--- Task to carry out ---
Decide whether each statement agrees with the article on the film Vilaiyattu Bommai, giving yes or no and quoting the deciding words: 1. T. R. Mahalingam both produced the film and starred in it. 2. Mohana Sundaram was a failure at the box office. 3. The film was first called Vilaiyattu Pillai.

--- Supplied passage ---
▽
Vilaiyattu Bommai () is a 1954 Indian Tamil language film directed by T. R. Raghunath. The film stars T. R. Mahalingam and Kumari Kamala.

Cast & Crew
The following lists of cast and crew were compiled from Film News Anandan's database.

Cast

T. R. Mahalingam
Kumari Kamala
K. Sarangapani
B. R. Panthulu
Baby Radha (Kumari Kamala's sister)
V. K. Ramasamy
E. V. Saroja
K. A. Thangavelu
Lakshmiprabha

Crew
Producer: T. R. Mahalingam
Director: T. R. Raghunath
Dialogues: A. L. Narayanan
Cinematography: R. Sampath
Editing: Devarajan
Art: Vardhukar
Lab: Tamil Nadu Cine Lab

Production
Naam Iruvar was a successful film for T. R. Mahalingam. Sukumar was the name of his role in this film. He considered it to be a lucky name and named his son as Sukumar. In 1950, he launched a company Sri Sukumar Productions and produced a film titled Macha Regai. It was a failure. He produced Mohana Sundaram in 1951 that fared not so bad in the box-office. In 1952 he produced Chinna Durai that he himself directed. Again, it was a failure. All these 3 films had almost the same cast. T. R. Mahalingam was determined to produce a successful film. So he produced this film (Vilaiyattu Pillai was the original name) Vilaiyattu Bommai. He changed the cast and made the experienced T. R. Raghunath as director. However, this film also was a failure. After this, he started production of another film titled Theru Padagan and abandoned it half way. He lost all his wealth and became insolvent.
△
--- Information provided ---
▽
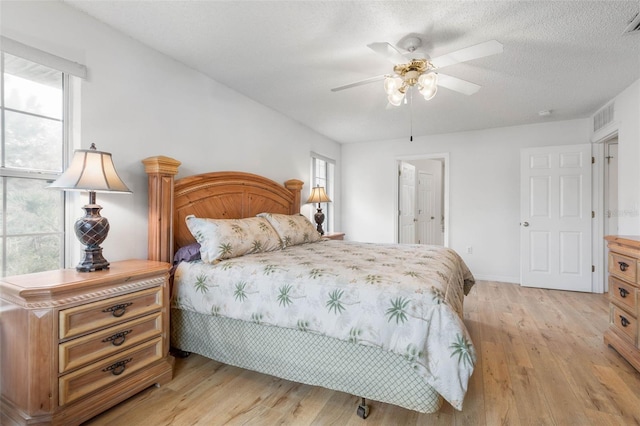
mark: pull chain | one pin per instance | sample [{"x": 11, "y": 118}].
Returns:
△
--- In response ---
1. Yes: "The film stars T. R. Mahalingam and Kumari Kamala" and "Producer: T. R. Mahalingam"
2. No: "He produced Mohana Sundaram in 1951 that fared not so bad in the box-office."
3. Yes: "(Vilaiyattu Pillai was the original name)"